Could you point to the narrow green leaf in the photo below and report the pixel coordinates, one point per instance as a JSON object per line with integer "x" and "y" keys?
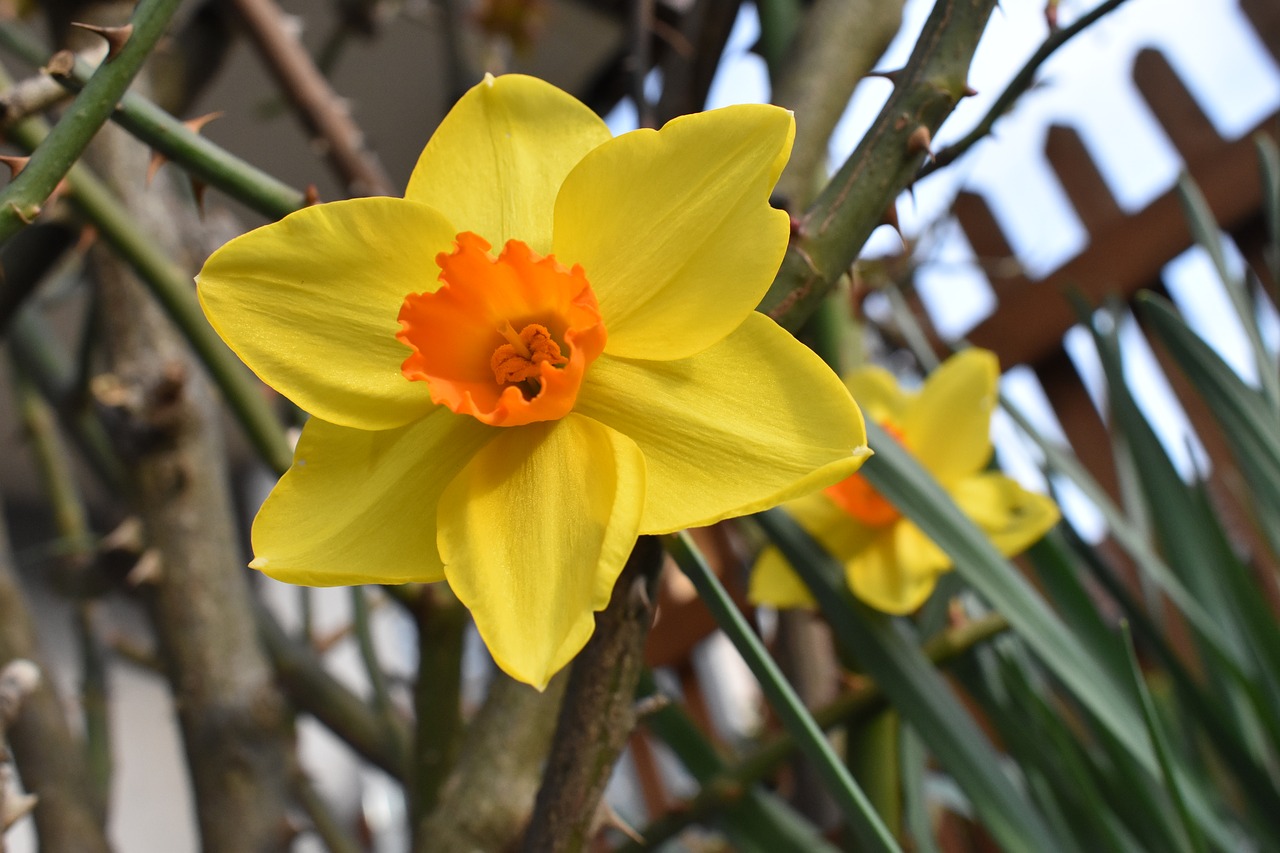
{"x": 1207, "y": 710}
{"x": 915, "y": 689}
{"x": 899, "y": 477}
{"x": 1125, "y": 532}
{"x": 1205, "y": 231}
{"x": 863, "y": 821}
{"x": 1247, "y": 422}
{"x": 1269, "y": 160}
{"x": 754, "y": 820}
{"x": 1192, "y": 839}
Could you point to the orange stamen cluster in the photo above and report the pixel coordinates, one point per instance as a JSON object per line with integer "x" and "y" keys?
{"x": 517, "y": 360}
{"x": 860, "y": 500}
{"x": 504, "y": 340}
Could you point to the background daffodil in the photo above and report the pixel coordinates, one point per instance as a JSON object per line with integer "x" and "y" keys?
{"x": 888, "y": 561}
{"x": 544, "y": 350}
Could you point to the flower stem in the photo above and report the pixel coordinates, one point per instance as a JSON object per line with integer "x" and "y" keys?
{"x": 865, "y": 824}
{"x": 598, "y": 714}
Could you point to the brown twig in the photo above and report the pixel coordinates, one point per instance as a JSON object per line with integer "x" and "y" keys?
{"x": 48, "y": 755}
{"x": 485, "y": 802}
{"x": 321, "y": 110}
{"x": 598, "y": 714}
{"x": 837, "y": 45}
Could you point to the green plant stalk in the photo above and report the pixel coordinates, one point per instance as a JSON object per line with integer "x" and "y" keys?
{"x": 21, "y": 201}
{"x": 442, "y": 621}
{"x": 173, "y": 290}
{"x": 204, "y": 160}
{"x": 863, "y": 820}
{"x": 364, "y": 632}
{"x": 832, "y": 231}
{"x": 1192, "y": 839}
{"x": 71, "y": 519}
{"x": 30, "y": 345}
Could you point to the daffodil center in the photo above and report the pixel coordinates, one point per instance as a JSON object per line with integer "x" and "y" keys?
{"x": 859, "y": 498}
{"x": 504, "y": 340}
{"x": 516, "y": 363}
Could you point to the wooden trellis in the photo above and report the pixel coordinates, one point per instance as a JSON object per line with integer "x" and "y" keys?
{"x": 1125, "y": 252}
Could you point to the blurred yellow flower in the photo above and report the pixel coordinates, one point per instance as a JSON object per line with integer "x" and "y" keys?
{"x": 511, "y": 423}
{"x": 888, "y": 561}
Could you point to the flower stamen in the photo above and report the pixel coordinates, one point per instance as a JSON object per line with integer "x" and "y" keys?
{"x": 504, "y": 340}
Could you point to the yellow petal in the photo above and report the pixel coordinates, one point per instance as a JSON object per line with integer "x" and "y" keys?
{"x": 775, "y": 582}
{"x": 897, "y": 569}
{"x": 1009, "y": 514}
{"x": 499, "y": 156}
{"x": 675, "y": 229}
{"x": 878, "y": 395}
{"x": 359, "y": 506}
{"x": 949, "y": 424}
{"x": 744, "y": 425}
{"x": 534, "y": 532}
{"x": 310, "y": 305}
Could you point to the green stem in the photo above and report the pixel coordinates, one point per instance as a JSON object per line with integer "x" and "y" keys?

HOW TO COMPLETE THIS TASK — Every record, word for word, should be given back without its pictures.

EXERCISE RESULT —
Could you point to the narrow green leaf in the photo below and report the pixel coordinates, one point per instance as a JSON object per line with integer "x" and "y" keys?
{"x": 1207, "y": 710}
{"x": 915, "y": 689}
{"x": 899, "y": 477}
{"x": 1125, "y": 532}
{"x": 1205, "y": 231}
{"x": 863, "y": 821}
{"x": 1247, "y": 422}
{"x": 1269, "y": 160}
{"x": 754, "y": 820}
{"x": 1192, "y": 839}
Could you point to the orange stamen cluster in the photo above and report the pixel coordinates, one point per instance as a JSON object per line with integer "x" and "y" keys?
{"x": 517, "y": 360}
{"x": 860, "y": 500}
{"x": 504, "y": 340}
Could you point to the background daffodil in the photo above and report the pixel coordinates, one point per instance as a JSON object per line with integer "x" and "y" keys?
{"x": 888, "y": 561}
{"x": 544, "y": 350}
Could you point to the flower stem in the photo above and report the pixel coordinates, one point per instance as a JSON object per line with integer "x" and "y" keys?
{"x": 865, "y": 824}
{"x": 598, "y": 714}
Could you point to the brown twig in the photo above and report the pixel coordinates, one point per instance as a JSON object per line with integer "x" and "y" keys?
{"x": 48, "y": 755}
{"x": 485, "y": 802}
{"x": 321, "y": 110}
{"x": 598, "y": 714}
{"x": 837, "y": 45}
Could you point to the green plant stalk in the photo above and report the pixel coordinates, one point per instance as a JSON object per line with integer "x" and "y" keys?
{"x": 21, "y": 201}
{"x": 442, "y": 621}
{"x": 173, "y": 290}
{"x": 204, "y": 160}
{"x": 863, "y": 820}
{"x": 364, "y": 632}
{"x": 832, "y": 231}
{"x": 1192, "y": 839}
{"x": 71, "y": 519}
{"x": 30, "y": 345}
Could you point to the daffodil center in the photo above and report the pixel coordinates, one point per instance as a JSON object per line with integer "x" and "y" keys?
{"x": 859, "y": 498}
{"x": 504, "y": 340}
{"x": 516, "y": 363}
Could you point to the wooden trellis in the photo above and report the pixel coordinates, one point per instance as a JSON object per line with integer "x" and "y" keys?
{"x": 1125, "y": 252}
Could you point to the blurred yellow flower in the photo above and report the pixel coordinates, one point per instance as a JSON object per line with integer "x" and "y" keys?
{"x": 511, "y": 423}
{"x": 888, "y": 561}
Could you point to the flower stamen in the photo above and report the pixel coordinates, one point per instance as a JSON object per line with integer "x" and "y" keys?
{"x": 504, "y": 340}
Could you point to the yellow petal in the photo above and report the pixel coordinates, one point per instance as a JSON object per line with integer "x" and "y" keys?
{"x": 775, "y": 582}
{"x": 897, "y": 569}
{"x": 1009, "y": 514}
{"x": 499, "y": 156}
{"x": 675, "y": 229}
{"x": 878, "y": 395}
{"x": 359, "y": 506}
{"x": 949, "y": 424}
{"x": 744, "y": 425}
{"x": 534, "y": 532}
{"x": 310, "y": 305}
Could you point to the green stem in the photo above and report the pixel coordinates, one point per instance as a JSON object per line with integer "x" and "y" keys?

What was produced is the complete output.